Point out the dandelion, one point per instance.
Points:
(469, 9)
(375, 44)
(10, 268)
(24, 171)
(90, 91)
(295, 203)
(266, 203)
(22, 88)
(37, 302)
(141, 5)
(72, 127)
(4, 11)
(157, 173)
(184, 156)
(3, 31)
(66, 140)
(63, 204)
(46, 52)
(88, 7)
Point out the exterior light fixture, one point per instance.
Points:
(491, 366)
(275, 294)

--

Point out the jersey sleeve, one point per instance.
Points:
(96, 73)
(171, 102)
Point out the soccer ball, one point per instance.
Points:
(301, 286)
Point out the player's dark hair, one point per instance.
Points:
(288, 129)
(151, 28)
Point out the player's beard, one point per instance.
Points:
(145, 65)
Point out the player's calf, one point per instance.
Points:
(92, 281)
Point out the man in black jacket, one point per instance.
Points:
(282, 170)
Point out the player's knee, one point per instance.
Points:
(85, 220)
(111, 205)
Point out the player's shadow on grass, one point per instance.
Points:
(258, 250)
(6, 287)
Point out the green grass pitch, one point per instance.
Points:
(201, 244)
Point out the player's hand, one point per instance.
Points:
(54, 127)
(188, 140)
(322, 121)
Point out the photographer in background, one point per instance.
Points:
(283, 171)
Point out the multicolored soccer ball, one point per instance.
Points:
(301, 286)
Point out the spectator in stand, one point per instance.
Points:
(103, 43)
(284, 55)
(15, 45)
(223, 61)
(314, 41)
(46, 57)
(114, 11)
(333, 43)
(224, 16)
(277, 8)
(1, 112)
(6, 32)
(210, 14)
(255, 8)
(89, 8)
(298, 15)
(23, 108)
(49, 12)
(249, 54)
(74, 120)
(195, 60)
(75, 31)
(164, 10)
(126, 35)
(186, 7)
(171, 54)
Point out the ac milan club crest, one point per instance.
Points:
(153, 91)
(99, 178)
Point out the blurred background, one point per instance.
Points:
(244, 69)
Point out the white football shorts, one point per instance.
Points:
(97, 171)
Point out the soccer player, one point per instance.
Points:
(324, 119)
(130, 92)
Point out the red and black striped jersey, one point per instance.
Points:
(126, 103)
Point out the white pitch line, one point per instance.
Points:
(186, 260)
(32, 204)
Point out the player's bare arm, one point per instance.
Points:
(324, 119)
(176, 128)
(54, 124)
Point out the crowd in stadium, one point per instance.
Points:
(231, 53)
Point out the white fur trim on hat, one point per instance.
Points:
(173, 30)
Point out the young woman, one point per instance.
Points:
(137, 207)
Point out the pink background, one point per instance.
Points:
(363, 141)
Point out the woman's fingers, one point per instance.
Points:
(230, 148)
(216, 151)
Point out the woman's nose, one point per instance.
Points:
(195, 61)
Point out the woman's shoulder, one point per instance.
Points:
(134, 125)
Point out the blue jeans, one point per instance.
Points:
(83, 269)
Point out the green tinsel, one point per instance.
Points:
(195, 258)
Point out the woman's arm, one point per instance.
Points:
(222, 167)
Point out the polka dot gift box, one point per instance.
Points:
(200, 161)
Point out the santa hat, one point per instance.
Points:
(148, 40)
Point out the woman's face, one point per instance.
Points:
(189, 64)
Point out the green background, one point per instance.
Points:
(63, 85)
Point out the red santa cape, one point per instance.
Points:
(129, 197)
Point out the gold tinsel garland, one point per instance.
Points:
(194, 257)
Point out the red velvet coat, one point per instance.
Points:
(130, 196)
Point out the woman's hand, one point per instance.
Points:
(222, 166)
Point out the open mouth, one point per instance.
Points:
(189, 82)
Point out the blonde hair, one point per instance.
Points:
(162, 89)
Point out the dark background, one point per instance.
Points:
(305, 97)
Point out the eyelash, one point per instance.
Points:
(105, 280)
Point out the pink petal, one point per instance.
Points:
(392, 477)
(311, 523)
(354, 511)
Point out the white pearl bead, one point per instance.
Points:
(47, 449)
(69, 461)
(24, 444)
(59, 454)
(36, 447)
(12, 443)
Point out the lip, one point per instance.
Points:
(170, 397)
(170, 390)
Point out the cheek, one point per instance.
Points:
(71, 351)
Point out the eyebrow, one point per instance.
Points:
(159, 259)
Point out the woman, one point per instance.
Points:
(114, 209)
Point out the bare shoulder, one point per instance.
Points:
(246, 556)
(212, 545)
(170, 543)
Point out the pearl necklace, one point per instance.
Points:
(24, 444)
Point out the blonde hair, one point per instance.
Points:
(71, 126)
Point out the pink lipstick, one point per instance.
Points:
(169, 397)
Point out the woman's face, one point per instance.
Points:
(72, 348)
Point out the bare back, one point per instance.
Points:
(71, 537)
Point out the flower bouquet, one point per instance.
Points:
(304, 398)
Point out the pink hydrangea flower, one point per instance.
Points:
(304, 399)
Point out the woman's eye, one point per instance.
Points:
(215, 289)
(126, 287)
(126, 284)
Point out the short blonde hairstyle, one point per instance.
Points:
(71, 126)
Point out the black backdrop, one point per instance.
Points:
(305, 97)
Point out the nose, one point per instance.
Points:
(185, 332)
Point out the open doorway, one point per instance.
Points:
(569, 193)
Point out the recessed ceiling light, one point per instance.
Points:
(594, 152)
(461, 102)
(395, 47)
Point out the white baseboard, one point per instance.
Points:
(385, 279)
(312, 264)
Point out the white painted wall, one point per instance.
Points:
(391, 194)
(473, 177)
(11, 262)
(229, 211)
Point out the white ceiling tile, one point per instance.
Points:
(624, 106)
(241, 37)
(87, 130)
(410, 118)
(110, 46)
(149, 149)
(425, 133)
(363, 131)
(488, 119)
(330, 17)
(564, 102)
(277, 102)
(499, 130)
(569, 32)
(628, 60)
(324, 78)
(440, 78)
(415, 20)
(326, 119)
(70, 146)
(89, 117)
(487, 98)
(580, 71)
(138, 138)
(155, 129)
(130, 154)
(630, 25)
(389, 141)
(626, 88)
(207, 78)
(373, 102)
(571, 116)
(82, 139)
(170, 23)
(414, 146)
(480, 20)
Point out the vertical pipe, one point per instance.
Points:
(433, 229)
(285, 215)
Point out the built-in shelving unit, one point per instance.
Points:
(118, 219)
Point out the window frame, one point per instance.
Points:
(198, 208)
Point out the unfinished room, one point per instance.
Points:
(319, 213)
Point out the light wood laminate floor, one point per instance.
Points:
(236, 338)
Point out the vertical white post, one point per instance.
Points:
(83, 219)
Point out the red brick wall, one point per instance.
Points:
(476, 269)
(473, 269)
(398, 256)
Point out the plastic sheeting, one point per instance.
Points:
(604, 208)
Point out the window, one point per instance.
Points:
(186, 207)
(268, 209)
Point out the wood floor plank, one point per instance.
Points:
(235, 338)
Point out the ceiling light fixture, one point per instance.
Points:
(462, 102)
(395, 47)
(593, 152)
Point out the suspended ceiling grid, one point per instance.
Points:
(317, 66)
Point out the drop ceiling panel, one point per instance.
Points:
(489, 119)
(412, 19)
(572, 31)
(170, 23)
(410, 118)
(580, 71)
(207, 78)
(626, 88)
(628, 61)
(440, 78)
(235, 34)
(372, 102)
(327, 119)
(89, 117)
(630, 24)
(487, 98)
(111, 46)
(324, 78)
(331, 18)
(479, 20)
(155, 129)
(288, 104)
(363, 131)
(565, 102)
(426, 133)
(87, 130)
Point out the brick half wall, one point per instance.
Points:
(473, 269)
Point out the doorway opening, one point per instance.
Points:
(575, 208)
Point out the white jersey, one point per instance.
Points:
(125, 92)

--

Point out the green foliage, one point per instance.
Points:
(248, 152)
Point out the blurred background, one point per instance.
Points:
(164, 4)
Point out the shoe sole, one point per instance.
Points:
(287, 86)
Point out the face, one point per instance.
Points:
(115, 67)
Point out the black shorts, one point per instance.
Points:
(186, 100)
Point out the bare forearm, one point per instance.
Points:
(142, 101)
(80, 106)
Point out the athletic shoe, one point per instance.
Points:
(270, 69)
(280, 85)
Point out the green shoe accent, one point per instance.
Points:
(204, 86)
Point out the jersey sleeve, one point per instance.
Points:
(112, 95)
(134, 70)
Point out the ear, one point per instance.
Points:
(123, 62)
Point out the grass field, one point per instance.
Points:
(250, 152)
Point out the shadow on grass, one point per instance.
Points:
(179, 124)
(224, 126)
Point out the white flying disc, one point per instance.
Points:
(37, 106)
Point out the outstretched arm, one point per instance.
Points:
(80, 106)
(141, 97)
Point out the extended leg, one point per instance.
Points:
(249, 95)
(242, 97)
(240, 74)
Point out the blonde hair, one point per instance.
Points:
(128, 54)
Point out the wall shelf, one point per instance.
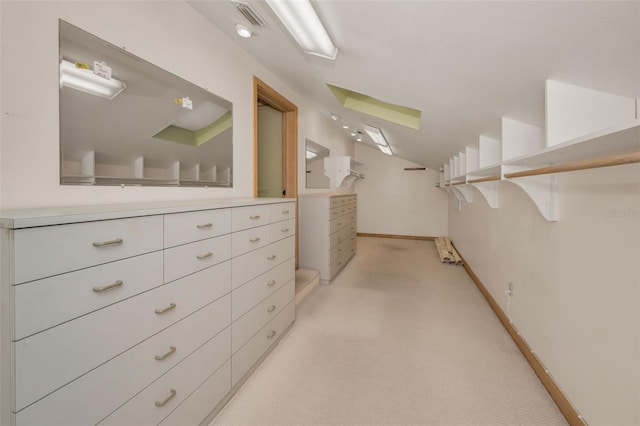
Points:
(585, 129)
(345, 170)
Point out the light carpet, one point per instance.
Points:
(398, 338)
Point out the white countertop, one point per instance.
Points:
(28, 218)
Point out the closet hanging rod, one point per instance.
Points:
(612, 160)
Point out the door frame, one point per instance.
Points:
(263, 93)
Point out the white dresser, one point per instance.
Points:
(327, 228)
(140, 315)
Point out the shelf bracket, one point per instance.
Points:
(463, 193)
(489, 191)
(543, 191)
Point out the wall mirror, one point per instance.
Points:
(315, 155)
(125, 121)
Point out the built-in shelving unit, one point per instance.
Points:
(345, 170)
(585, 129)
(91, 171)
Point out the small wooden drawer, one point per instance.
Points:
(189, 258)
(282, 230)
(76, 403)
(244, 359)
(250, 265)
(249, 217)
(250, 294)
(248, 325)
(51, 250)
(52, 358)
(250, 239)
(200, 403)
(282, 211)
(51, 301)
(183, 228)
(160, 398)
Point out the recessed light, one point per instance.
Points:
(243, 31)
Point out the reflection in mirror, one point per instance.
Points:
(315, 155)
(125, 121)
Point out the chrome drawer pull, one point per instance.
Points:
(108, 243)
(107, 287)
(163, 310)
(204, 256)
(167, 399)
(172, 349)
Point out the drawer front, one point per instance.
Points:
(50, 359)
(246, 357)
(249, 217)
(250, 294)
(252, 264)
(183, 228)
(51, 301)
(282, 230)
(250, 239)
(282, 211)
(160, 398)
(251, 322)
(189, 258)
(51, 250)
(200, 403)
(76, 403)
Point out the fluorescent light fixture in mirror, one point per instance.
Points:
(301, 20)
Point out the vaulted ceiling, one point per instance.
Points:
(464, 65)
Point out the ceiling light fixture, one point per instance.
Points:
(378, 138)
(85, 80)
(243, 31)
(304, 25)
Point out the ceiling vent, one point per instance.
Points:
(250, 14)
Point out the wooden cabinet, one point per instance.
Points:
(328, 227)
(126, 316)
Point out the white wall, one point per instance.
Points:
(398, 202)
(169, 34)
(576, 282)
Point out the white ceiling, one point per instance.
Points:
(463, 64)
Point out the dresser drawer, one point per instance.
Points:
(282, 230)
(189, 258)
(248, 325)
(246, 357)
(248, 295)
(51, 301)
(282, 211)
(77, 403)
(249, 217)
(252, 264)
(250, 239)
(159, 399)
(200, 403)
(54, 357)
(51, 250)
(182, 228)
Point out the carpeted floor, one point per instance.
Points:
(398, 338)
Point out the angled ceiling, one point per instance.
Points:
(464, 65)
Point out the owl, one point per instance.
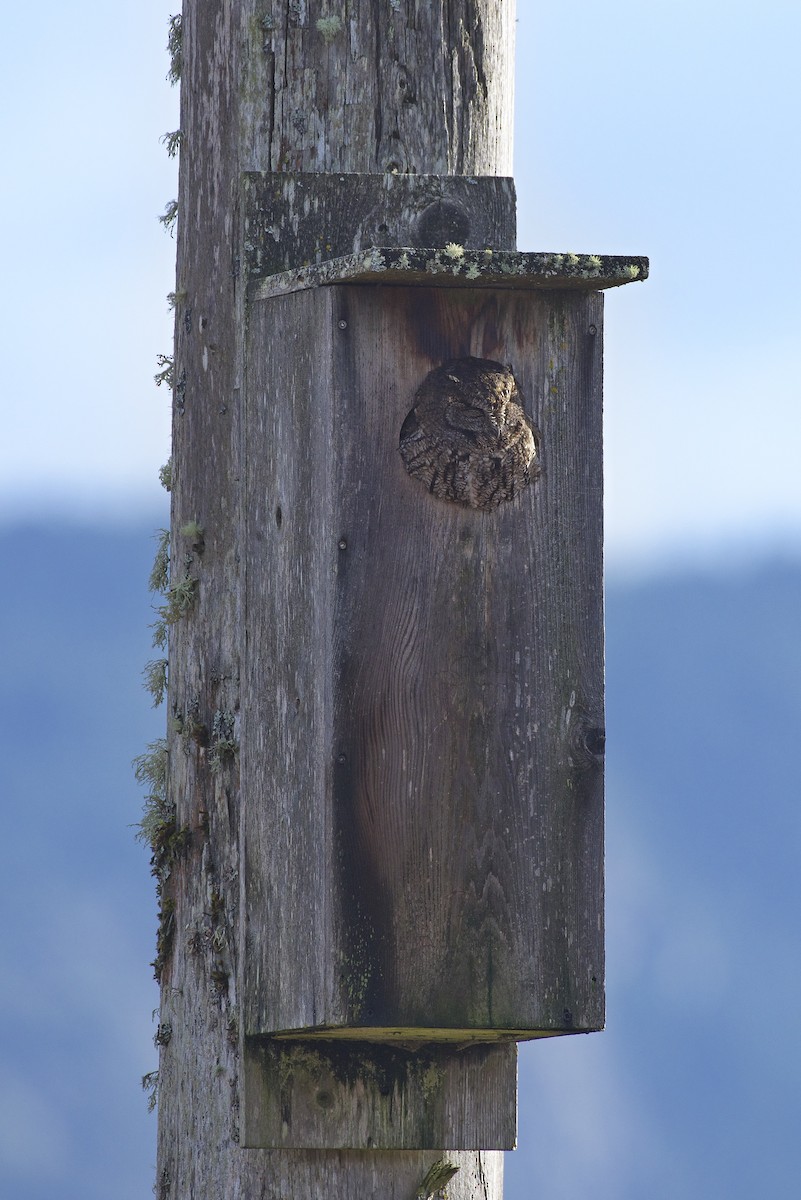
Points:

--

#### YOUR ASSIGNMENT:
How many lines of the listing above include the word "shoulder"? State the number and nothing else.

#### RESPONSE AREA:
2